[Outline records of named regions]

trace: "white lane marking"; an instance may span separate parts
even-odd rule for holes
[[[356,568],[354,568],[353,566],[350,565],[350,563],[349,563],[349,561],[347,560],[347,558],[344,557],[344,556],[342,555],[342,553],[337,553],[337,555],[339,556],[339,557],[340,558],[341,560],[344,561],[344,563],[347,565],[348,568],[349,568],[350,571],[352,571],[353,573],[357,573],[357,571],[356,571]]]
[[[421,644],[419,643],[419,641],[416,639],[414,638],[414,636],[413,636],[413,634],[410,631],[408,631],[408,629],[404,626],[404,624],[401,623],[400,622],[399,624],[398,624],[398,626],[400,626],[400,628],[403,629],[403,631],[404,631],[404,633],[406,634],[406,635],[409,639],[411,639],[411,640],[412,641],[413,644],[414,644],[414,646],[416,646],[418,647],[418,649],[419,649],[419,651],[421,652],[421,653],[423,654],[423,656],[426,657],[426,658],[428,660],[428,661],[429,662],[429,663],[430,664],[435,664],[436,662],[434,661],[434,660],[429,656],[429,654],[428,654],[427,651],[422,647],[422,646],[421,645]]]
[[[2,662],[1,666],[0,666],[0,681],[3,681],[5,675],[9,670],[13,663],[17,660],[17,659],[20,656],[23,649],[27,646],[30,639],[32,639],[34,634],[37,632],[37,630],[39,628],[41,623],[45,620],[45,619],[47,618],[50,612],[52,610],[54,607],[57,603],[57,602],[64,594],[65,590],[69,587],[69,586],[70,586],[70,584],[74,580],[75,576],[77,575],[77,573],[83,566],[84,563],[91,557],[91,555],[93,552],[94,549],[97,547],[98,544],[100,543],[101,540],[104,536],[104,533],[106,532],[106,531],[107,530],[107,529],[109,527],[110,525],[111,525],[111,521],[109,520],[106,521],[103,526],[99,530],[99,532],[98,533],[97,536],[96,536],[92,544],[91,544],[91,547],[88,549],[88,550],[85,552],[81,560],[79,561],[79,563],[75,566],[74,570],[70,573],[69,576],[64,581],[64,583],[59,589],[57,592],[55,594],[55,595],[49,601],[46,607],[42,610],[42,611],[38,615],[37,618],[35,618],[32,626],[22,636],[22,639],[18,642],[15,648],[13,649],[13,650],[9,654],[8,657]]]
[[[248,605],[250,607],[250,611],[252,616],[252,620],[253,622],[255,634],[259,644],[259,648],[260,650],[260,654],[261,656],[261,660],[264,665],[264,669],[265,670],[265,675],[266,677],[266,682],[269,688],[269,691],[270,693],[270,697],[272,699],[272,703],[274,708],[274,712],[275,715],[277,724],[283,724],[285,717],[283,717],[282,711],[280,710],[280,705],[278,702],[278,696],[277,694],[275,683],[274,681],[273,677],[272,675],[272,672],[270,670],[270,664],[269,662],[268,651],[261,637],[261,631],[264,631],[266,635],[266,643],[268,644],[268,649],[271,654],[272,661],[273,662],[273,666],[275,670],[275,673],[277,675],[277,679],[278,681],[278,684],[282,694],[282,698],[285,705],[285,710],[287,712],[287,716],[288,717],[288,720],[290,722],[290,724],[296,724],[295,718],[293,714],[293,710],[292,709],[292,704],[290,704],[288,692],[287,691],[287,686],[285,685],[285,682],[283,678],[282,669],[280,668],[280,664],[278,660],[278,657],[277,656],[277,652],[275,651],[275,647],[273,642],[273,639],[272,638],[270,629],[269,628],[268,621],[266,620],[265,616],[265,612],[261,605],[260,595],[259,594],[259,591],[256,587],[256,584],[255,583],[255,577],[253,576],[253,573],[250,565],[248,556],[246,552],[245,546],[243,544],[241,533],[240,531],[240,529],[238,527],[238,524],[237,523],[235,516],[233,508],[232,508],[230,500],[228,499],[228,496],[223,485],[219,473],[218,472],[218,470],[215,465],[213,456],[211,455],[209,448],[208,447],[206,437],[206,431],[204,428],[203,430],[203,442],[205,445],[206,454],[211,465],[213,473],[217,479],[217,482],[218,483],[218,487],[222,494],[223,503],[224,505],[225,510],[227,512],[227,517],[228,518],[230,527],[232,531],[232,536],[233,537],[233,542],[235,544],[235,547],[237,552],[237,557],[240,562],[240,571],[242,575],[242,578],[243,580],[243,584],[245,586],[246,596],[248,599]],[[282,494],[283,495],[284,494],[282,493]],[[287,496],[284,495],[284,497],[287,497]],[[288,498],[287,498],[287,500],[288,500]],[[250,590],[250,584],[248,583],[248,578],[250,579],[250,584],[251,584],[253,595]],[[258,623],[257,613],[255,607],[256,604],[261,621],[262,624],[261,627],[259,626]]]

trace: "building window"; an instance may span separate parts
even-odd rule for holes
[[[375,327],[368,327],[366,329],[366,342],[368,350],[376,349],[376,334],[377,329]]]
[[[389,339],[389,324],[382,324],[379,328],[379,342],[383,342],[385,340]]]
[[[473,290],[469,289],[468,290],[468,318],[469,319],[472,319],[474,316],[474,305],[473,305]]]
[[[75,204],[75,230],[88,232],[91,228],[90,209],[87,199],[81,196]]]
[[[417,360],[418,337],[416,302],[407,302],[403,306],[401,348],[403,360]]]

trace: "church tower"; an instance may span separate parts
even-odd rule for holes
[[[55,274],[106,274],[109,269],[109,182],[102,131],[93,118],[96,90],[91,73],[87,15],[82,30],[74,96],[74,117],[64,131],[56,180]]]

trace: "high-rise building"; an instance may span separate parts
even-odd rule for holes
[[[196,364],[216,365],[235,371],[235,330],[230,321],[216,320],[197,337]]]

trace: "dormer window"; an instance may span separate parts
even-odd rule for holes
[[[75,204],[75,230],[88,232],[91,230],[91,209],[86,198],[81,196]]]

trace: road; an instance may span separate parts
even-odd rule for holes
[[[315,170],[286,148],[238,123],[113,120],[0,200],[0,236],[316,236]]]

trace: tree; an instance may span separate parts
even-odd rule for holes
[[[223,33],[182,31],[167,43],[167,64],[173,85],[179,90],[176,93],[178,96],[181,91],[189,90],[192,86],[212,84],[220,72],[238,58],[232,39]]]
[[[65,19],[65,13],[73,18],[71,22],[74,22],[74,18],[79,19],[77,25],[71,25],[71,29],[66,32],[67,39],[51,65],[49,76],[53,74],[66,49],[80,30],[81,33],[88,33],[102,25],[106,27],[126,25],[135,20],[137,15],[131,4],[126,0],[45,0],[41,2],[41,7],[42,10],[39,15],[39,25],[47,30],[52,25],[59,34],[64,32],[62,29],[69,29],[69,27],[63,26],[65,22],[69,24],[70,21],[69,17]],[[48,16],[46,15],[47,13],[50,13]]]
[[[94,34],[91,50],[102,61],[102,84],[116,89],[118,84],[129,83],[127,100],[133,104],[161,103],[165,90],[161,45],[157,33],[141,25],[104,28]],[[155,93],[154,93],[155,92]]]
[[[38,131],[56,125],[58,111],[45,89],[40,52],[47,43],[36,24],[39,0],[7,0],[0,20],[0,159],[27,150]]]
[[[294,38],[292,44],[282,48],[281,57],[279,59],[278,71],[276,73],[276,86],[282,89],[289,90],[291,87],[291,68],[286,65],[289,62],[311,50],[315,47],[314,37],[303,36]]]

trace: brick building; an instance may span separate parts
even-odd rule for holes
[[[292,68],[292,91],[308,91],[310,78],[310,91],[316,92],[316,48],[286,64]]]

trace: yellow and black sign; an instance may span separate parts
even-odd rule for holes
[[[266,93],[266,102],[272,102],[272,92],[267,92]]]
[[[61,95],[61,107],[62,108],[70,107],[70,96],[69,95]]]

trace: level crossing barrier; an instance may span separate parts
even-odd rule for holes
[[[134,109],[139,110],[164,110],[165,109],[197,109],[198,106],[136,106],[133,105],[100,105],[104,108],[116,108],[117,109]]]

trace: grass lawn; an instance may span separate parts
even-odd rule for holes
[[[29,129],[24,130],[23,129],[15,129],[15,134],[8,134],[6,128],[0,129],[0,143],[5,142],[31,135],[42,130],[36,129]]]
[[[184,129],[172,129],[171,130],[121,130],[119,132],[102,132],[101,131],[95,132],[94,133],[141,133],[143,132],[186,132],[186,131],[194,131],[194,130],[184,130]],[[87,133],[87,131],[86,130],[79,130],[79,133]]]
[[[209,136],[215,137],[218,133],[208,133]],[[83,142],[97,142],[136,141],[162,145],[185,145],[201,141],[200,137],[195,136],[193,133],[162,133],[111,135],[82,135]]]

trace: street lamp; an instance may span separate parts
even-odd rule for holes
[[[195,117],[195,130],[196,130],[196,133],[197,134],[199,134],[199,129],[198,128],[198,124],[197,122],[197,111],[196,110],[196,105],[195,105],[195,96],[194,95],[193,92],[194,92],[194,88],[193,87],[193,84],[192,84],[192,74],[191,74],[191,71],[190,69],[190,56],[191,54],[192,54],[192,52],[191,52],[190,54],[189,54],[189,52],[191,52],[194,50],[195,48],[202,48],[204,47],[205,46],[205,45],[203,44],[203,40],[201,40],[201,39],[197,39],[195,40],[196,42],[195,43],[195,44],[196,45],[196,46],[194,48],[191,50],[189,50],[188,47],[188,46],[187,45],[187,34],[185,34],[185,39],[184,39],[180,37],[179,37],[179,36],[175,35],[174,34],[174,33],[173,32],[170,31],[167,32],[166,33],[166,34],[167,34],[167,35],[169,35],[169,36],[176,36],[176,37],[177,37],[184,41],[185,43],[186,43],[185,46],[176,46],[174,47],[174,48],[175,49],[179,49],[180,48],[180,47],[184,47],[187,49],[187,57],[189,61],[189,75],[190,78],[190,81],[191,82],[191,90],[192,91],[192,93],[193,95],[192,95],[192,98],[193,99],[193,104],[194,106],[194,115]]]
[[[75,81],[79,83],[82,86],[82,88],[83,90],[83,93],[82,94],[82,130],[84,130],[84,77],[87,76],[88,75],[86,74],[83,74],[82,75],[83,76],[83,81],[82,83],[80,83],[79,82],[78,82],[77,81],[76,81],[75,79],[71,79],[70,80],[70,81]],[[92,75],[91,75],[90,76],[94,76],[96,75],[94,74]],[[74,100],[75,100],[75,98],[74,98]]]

## What the exercise asks:
From the items above, copy each line containing the string "window". Case is significant.

## Written response:
trace: "building window"; an instance may span separate parts
trace: "dormer window"; an instance may span separate parts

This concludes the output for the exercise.